Current guidelines from the American Heart Association note that CT is most valuable when there’s a specific clinical reason to suspect an alternative diagnosis. Red flags include being on blood thinners, recent head injury, severe headache, or repetitive identical episodes. In a stable patient whose symptoms have fully resolved and who can get an MRI quickly, the plain CT can sometimes be skipped entirely.
CT Angiography Adds More Information
A CT angiogram, or CTA, is a different story from a plain CT. This version uses contrast dye injected into a vein to create detailed images of the blood vessels in your neck and brain. It’s often added right after the initial non-contrast scan and takes only a few extra minutes.
About half of all TIAs are caused by a blood clot that breaks off from a fatty plaque in the arteries, most commonly in the carotid arteries on either side of your neck. CTA can reveal significant narrowing in these arteries that would otherwise go undetected. In one common clinical scenario, a patient’s plain head CT comes back completely normal, but the CTA shows severe narrowing of the internal carotid artery, which is the actual source of the problem and may need surgical correction. The American Heart Association recommends noninvasive vessel imaging as a routine part of the acute workup for all TIA patients, and CTA is the most widely accessible option in emergency departments.
MRI Is the Preferred Scan for TIA
If the goal is to see whether a TIA left any mark on the brain, MRI with a technique called diffusion-weighted imaging is far superior. Where CT catches roughly 1 in 5 acute ischemic lesions, MRI catches the vast majority. A 2013 comparative study found CT had 20% sensitivity versus MRI’s ability to identify acute ischemic changes, with CT’s specificity at 98%, meaning when it does show something, it’s almost always real, but it misses most cases.
Current guidelines recommend MRI as the preferred method to evaluate for acute infarction, ideally within 24 hours of symptom onset. Earlier imaging produces better results because the signal that MRI detects can fade over time. If your hospital can get you into an MRI scanner quickly, it provides the clearest picture of what happened in your brain. When MRI isn’t available right away, some patients are transferred to a facility with advanced imaging capability, or an outpatient MRI is arranged within 24 hours.
This matters because the modern definition of TIA has changed. It’s no longer defined purely by how long symptoms last. The American Heart Association now defines a TIA as “a transient episode of neurological dysfunction caused by focal brain, spinal cord, or retinal ischemia without infarction.” In other words, if imaging shows permanent brain tissue damage, the event is reclassified as a stroke, even if symptoms resolved quickly. MRI is the tool that makes this distinction possible.

- SUPPLIED MATERIAL -
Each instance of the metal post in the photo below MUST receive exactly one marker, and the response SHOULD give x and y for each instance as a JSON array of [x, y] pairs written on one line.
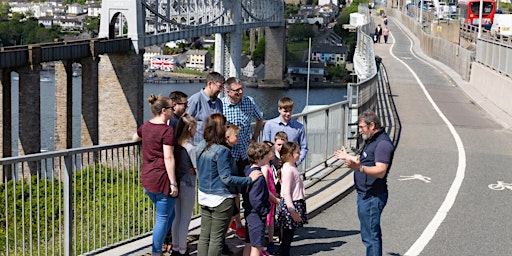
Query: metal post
[[480, 18], [307, 82], [68, 215]]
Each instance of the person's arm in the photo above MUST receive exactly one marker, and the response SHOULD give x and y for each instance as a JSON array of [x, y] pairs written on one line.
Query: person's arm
[[257, 130], [266, 131], [225, 174], [256, 197], [170, 168], [136, 137], [303, 145], [383, 153], [287, 186], [265, 170]]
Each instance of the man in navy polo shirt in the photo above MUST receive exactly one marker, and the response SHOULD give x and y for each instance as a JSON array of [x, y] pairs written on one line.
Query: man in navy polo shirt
[[371, 168]]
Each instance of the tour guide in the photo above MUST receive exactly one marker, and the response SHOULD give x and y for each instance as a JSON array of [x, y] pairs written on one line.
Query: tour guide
[[371, 168]]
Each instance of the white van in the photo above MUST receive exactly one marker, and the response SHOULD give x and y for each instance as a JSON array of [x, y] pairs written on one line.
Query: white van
[[502, 25]]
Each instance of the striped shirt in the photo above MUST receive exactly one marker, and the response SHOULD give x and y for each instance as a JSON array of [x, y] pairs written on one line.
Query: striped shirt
[[241, 115]]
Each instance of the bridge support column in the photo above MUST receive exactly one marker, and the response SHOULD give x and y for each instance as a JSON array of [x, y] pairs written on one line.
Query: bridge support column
[[274, 55], [89, 121], [120, 90], [227, 54], [63, 105], [30, 110]]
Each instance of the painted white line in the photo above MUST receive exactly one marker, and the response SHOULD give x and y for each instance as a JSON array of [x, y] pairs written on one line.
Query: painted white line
[[447, 204]]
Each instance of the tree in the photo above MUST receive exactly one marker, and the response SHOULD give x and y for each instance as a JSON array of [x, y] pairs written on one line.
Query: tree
[[5, 9], [259, 52], [298, 31]]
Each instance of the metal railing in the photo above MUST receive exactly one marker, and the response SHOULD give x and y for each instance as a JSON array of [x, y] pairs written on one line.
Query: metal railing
[[86, 200], [495, 55]]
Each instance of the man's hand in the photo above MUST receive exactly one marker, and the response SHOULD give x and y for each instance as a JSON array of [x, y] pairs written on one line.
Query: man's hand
[[255, 174]]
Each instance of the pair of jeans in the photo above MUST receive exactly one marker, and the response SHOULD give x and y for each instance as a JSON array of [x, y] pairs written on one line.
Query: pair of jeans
[[164, 206], [214, 225], [183, 209], [369, 210]]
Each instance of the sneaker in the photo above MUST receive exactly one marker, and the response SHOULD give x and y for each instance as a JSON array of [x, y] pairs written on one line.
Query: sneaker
[[270, 248], [226, 250], [240, 233], [232, 225], [264, 253]]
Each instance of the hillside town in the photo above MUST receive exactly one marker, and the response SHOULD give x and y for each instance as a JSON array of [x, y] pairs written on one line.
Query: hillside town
[[196, 54]]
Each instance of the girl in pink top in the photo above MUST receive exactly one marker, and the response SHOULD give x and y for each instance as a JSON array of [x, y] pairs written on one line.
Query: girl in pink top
[[273, 197], [292, 208]]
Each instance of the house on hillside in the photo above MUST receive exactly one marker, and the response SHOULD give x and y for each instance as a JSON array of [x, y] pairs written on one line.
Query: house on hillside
[[198, 59], [298, 72], [329, 54], [250, 69]]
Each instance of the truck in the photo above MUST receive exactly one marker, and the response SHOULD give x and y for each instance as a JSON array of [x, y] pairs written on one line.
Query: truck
[[502, 25]]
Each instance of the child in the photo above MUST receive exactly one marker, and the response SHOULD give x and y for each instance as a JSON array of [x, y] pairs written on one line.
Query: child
[[279, 139], [292, 208], [256, 200], [185, 131], [236, 223], [268, 173]]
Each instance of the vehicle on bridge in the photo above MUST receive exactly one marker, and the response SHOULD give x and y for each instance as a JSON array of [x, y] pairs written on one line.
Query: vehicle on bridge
[[469, 12], [502, 25]]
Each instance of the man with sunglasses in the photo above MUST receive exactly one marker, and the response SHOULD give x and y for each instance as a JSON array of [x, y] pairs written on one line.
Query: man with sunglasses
[[180, 104], [206, 102], [371, 167], [241, 110]]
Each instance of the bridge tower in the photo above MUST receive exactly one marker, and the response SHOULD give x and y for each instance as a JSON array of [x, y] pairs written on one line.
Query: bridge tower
[[111, 11]]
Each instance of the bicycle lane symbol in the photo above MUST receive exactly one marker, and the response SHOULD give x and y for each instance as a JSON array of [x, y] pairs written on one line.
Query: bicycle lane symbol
[[500, 186]]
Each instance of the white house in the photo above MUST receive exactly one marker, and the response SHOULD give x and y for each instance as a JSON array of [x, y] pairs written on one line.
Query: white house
[[199, 59], [93, 10], [76, 9]]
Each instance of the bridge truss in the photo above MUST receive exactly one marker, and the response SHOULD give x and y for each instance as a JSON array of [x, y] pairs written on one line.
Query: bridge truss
[[151, 22]]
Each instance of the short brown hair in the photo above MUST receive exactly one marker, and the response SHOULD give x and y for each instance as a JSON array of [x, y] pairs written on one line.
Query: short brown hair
[[285, 103], [257, 151], [286, 151], [281, 135]]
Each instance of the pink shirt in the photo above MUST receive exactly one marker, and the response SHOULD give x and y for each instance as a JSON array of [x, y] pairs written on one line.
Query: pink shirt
[[292, 186]]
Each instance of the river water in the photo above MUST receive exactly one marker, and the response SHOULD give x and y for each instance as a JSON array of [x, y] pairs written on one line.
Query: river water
[[266, 99]]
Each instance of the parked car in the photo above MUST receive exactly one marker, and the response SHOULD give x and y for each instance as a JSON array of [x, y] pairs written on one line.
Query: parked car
[[502, 25]]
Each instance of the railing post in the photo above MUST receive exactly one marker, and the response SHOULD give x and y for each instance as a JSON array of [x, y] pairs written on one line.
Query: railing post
[[68, 215], [326, 137]]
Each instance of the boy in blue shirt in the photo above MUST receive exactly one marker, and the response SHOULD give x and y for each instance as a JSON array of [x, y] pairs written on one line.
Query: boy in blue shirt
[[256, 200]]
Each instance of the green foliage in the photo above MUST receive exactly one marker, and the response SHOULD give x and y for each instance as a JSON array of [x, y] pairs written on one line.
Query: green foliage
[[92, 24], [5, 9], [259, 51], [290, 9], [108, 206], [299, 31], [22, 30], [295, 50]]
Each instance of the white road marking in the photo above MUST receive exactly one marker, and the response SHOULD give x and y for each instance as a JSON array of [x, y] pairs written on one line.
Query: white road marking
[[416, 177], [447, 204]]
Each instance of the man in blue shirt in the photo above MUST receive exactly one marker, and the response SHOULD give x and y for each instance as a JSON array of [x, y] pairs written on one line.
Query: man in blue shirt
[[180, 104], [284, 122], [371, 168], [241, 110], [205, 102]]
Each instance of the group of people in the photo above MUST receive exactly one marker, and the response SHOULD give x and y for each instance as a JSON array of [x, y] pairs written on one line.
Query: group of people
[[208, 141], [381, 31]]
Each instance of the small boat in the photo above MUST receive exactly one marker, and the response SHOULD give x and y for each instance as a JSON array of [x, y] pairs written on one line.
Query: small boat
[[45, 79]]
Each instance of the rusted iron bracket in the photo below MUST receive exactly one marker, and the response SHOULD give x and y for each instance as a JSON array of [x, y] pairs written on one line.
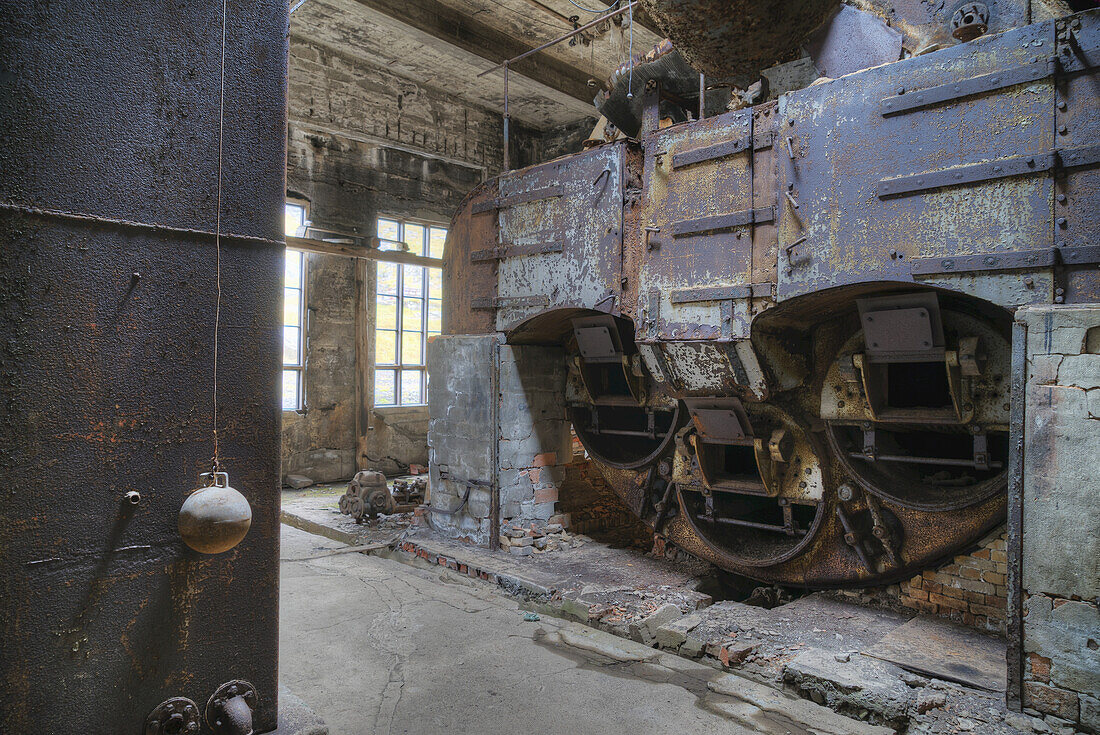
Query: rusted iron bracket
[[1019, 75], [534, 195], [515, 302], [501, 252], [1016, 261], [991, 169], [723, 293], [721, 150], [727, 221]]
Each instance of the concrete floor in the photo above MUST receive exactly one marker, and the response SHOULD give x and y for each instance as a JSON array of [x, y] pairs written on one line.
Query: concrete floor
[[378, 647]]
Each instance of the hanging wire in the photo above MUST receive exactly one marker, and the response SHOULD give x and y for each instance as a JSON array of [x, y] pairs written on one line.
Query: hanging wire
[[216, 461], [629, 84], [589, 10]]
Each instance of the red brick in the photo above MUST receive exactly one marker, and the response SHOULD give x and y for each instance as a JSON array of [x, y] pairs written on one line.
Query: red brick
[[990, 612], [546, 494], [1051, 700], [992, 578], [922, 605], [947, 602], [546, 459], [1038, 668]]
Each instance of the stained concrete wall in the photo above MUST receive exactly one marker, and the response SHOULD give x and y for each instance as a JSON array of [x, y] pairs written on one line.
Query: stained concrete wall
[[1060, 526], [524, 449], [363, 142]]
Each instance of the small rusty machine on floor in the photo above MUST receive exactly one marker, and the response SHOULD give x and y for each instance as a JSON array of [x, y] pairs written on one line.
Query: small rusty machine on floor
[[787, 325], [369, 495]]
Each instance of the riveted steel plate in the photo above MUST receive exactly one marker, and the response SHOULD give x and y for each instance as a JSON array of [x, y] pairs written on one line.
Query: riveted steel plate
[[710, 203], [842, 147], [583, 219], [1077, 128], [719, 420]]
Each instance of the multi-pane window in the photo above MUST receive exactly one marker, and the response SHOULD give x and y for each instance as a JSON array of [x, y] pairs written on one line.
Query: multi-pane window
[[294, 311], [408, 310]]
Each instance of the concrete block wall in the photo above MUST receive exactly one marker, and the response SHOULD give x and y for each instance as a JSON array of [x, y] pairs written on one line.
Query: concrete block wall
[[1060, 523], [536, 443], [461, 434], [530, 440]]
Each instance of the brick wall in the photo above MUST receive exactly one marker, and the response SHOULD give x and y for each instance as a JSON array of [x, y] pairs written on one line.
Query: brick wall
[[969, 590]]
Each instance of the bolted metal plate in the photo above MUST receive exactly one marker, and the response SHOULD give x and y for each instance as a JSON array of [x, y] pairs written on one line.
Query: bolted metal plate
[[595, 342], [576, 206], [894, 176], [719, 420], [898, 330]]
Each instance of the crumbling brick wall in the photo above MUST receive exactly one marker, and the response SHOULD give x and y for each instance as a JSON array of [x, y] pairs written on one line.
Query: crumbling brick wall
[[970, 589]]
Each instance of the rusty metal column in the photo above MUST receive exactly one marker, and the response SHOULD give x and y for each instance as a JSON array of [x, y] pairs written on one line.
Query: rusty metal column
[[507, 120], [1014, 623], [108, 185]]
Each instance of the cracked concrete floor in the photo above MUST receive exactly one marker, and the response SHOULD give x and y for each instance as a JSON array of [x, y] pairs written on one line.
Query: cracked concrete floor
[[378, 647]]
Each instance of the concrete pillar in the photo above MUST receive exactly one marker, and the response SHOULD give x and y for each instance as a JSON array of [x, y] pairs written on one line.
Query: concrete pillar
[[518, 451], [1058, 523]]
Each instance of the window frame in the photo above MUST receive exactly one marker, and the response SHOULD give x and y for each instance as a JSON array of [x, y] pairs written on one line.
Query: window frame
[[299, 366], [400, 368]]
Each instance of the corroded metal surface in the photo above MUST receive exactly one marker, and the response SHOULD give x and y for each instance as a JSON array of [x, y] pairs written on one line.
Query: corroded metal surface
[[824, 287], [111, 112]]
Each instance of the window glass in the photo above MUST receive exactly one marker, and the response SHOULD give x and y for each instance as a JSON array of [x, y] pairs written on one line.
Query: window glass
[[385, 387], [437, 239], [385, 348], [294, 223], [411, 348], [408, 308], [294, 310], [413, 280], [414, 238], [387, 277], [410, 387], [290, 391], [385, 314]]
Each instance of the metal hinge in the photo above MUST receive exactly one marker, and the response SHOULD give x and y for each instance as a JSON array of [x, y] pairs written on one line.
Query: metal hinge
[[721, 150], [1016, 165], [723, 293], [485, 304], [1019, 75], [1010, 261], [513, 251], [723, 221], [534, 195]]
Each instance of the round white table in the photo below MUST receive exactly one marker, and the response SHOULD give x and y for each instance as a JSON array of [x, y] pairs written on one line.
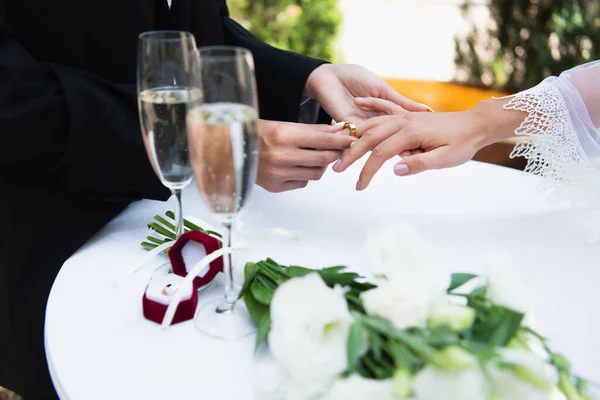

- REQUIREMENT 1 -
In the passage on TIA imaging, rewrite the text from "CT Angiography Adds" up to and including "few extra minutes.", changing "contrast dye" to "contrast agent".
- REQUIREMENT 2 -
According to the passage on TIA imaging, what sensitivity did CT show in the 2013 comparative study?
- REQUIREMENT 3 -
List the red flags that the passage on TIA imaging gives as reasons to suspect an alternative diagnosis.

- EXERCISE ANSWER 1 -
CT Angiography Adds More Information
A CT angiogram, or CTA, is a different story from a plain CT. This version uses contrast agent injected into a vein to create detailed images of the blood vessels in your neck and brain. It’s often added right after the initial non-contrast scan and takes only a few extra minutes.

- EXERCISE ANSWER 2 -
20%

- EXERCISE ANSWER 3 -
- Being on blood thinners
- Recent head injury
- Severe headache
- Repetitive identical episodes